§ STATED EXERCISE
Format every line from the one containing "Where can the bird's head" through the end of the items, both ends included, as a Markdown table with the columns Row and Line, numbering each row and skipping blank lines. Keep the pictures out of the table.

§ EXERCISE DATA
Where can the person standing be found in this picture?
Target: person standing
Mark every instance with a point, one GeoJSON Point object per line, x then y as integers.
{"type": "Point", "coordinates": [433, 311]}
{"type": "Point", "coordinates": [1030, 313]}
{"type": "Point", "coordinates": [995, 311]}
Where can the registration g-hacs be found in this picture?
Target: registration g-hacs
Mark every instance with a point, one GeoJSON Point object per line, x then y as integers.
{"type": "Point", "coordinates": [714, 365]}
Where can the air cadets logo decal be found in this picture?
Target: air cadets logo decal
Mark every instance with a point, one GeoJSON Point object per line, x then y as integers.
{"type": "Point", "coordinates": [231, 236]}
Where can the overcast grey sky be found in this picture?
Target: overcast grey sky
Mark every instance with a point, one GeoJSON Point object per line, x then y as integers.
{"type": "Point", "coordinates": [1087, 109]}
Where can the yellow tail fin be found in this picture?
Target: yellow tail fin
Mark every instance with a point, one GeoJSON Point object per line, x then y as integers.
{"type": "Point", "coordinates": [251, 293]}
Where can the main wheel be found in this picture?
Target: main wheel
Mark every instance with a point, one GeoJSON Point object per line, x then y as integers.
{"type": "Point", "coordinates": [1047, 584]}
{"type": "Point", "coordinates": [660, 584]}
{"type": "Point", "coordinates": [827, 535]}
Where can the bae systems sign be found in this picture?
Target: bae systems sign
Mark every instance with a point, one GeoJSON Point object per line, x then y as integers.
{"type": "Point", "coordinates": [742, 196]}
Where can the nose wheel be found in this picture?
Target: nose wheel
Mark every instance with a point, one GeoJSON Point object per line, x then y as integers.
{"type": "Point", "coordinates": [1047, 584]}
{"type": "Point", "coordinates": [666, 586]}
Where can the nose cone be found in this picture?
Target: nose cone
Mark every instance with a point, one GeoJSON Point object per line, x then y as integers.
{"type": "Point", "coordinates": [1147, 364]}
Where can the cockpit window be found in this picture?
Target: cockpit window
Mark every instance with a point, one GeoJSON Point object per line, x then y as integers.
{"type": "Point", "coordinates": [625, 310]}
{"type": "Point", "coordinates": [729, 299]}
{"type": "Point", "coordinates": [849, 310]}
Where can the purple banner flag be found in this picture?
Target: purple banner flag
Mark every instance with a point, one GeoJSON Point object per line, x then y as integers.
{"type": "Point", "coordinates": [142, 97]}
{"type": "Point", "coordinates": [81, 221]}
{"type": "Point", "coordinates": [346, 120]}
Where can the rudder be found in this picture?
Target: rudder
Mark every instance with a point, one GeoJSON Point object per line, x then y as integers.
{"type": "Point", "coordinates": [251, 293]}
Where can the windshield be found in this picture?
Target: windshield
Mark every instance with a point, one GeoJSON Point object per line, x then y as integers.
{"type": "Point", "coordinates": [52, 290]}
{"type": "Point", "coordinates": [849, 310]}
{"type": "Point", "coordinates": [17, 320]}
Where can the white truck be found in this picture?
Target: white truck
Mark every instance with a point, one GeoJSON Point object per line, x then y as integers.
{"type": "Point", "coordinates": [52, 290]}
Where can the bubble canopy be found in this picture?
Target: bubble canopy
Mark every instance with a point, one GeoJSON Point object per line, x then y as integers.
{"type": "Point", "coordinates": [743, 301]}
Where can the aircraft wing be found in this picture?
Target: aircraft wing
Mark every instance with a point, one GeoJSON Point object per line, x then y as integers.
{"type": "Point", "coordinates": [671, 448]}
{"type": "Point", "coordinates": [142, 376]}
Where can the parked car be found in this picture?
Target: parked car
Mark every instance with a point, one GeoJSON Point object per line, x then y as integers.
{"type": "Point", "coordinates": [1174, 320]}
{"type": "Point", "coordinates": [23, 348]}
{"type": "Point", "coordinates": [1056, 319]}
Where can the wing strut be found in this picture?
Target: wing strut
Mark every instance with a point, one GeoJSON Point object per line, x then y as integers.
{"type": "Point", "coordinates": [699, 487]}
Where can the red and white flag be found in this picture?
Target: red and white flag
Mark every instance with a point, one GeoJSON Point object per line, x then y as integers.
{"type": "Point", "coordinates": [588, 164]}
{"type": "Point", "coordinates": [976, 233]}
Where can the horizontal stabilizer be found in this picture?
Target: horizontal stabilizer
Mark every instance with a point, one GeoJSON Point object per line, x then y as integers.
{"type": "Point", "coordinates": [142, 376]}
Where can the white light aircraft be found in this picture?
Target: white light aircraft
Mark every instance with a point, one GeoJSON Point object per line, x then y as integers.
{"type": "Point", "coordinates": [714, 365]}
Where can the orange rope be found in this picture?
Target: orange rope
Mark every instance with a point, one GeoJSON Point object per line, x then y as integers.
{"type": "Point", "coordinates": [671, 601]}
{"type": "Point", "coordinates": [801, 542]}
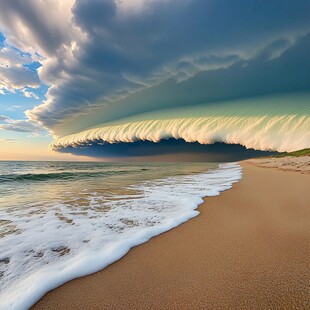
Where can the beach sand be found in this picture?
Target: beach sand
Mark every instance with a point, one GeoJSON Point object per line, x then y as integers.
{"type": "Point", "coordinates": [248, 249]}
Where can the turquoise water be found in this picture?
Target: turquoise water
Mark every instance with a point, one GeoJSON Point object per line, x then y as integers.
{"type": "Point", "coordinates": [62, 220]}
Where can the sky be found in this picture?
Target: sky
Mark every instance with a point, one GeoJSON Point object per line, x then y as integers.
{"type": "Point", "coordinates": [78, 74]}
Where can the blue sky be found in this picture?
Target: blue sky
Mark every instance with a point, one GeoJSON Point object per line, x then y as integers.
{"type": "Point", "coordinates": [67, 66]}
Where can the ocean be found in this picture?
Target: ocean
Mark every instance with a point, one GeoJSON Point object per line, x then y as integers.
{"type": "Point", "coordinates": [63, 220]}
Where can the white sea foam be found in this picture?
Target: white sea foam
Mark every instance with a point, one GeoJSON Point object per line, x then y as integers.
{"type": "Point", "coordinates": [52, 247]}
{"type": "Point", "coordinates": [267, 133]}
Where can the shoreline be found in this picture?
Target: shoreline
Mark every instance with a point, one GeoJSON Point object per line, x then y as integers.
{"type": "Point", "coordinates": [230, 256]}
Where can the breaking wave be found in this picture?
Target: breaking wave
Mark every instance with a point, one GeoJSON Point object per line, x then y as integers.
{"type": "Point", "coordinates": [282, 133]}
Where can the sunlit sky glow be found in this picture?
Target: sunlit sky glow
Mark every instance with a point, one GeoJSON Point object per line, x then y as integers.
{"type": "Point", "coordinates": [67, 67]}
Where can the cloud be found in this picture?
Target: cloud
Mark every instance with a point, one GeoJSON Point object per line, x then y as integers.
{"type": "Point", "coordinates": [7, 140]}
{"type": "Point", "coordinates": [101, 55]}
{"type": "Point", "coordinates": [15, 73]}
{"type": "Point", "coordinates": [19, 125]}
{"type": "Point", "coordinates": [4, 118]}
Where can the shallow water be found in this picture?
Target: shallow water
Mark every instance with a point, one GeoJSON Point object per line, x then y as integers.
{"type": "Point", "coordinates": [62, 220]}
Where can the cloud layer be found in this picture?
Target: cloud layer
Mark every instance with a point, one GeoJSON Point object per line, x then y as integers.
{"type": "Point", "coordinates": [105, 60]}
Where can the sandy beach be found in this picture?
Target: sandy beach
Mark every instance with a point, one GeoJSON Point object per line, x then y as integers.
{"type": "Point", "coordinates": [248, 249]}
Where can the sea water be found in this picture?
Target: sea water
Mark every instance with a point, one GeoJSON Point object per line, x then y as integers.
{"type": "Point", "coordinates": [63, 220]}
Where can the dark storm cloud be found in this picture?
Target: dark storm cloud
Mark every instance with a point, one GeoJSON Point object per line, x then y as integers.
{"type": "Point", "coordinates": [128, 59]}
{"type": "Point", "coordinates": [175, 150]}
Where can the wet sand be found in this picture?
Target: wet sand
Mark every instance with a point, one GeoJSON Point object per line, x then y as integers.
{"type": "Point", "coordinates": [248, 249]}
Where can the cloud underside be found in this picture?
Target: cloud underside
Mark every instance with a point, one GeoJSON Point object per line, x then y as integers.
{"type": "Point", "coordinates": [109, 63]}
{"type": "Point", "coordinates": [275, 126]}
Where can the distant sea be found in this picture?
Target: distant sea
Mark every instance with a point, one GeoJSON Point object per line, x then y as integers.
{"type": "Point", "coordinates": [63, 220]}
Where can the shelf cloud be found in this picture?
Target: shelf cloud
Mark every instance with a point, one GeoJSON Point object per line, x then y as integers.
{"type": "Point", "coordinates": [114, 69]}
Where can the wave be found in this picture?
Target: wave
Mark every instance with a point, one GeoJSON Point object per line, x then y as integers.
{"type": "Point", "coordinates": [282, 133]}
{"type": "Point", "coordinates": [61, 175]}
{"type": "Point", "coordinates": [48, 247]}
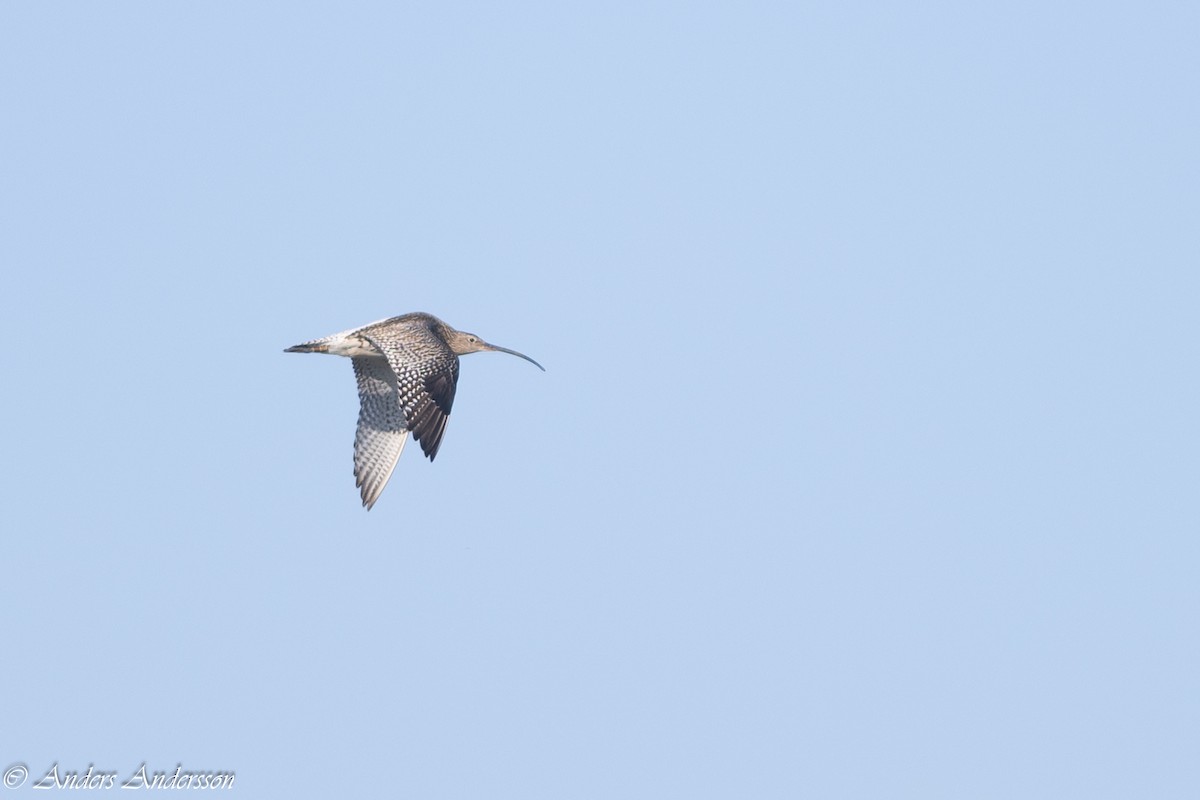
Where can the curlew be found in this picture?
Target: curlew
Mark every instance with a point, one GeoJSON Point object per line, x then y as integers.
{"type": "Point", "coordinates": [407, 368]}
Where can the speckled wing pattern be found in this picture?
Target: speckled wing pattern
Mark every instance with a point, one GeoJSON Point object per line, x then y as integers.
{"type": "Point", "coordinates": [426, 373]}
{"type": "Point", "coordinates": [383, 427]}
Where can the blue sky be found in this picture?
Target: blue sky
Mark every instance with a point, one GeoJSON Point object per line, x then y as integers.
{"type": "Point", "coordinates": [864, 463]}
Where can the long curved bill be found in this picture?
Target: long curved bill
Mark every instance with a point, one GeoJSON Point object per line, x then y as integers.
{"type": "Point", "coordinates": [520, 355]}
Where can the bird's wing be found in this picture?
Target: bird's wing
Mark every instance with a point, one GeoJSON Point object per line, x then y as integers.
{"type": "Point", "coordinates": [383, 427]}
{"type": "Point", "coordinates": [426, 374]}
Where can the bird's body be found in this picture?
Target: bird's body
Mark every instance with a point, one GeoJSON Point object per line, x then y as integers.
{"type": "Point", "coordinates": [407, 368]}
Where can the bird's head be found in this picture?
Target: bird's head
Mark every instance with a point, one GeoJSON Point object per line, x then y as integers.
{"type": "Point", "coordinates": [462, 343]}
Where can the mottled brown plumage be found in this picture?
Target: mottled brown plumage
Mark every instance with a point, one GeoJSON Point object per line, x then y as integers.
{"type": "Point", "coordinates": [407, 370]}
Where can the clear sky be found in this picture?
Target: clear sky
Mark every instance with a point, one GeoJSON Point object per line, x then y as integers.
{"type": "Point", "coordinates": [864, 465]}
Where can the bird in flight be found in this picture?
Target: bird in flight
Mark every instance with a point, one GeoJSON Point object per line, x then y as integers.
{"type": "Point", "coordinates": [407, 368]}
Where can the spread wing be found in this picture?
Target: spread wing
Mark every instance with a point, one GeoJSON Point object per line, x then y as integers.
{"type": "Point", "coordinates": [426, 372]}
{"type": "Point", "coordinates": [383, 427]}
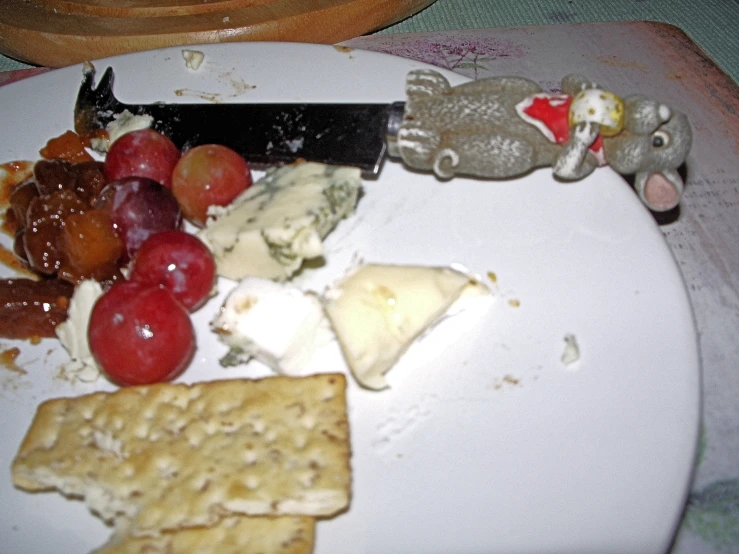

§ REPLY
| Row | Line |
|---|---|
| 1 | Where can the bird's head be found in this picture? |
| 2 | Target: bird's head |
| 3 | Mark every instance with a point, one GeoJSON Point object per line, x then y as integers. |
| 4 | {"type": "Point", "coordinates": [462, 343]} |
| 5 | Where can the mottled brown plumage be found in this picture? |
| 6 | Target: mottled brown plumage |
| 7 | Mark every instance with a point, one GeoJSON Point object per line, x then y as integers. |
| 8 | {"type": "Point", "coordinates": [407, 370]} |
| 9 | Where can the clear sky be found in this picture? |
| 10 | Target: clear sky |
| 11 | Mark every instance with a point, one GeoJSON Point object per line, x then y as integers. |
| 12 | {"type": "Point", "coordinates": [864, 465]} |
| 13 | Where can the bird in flight be found in this picture? |
| 14 | Target: bird in flight |
| 15 | Mark every instance with a point, one GeoJSON Point object per line, x then y as integers. |
| 16 | {"type": "Point", "coordinates": [407, 368]} |
| 17 | Where can the spread wing be found in this picture? |
| 18 | Target: spread wing |
| 19 | Mark every instance with a point, one GeoJSON Point object per line, x then y as integers. |
| 20 | {"type": "Point", "coordinates": [426, 372]} |
| 21 | {"type": "Point", "coordinates": [383, 427]} |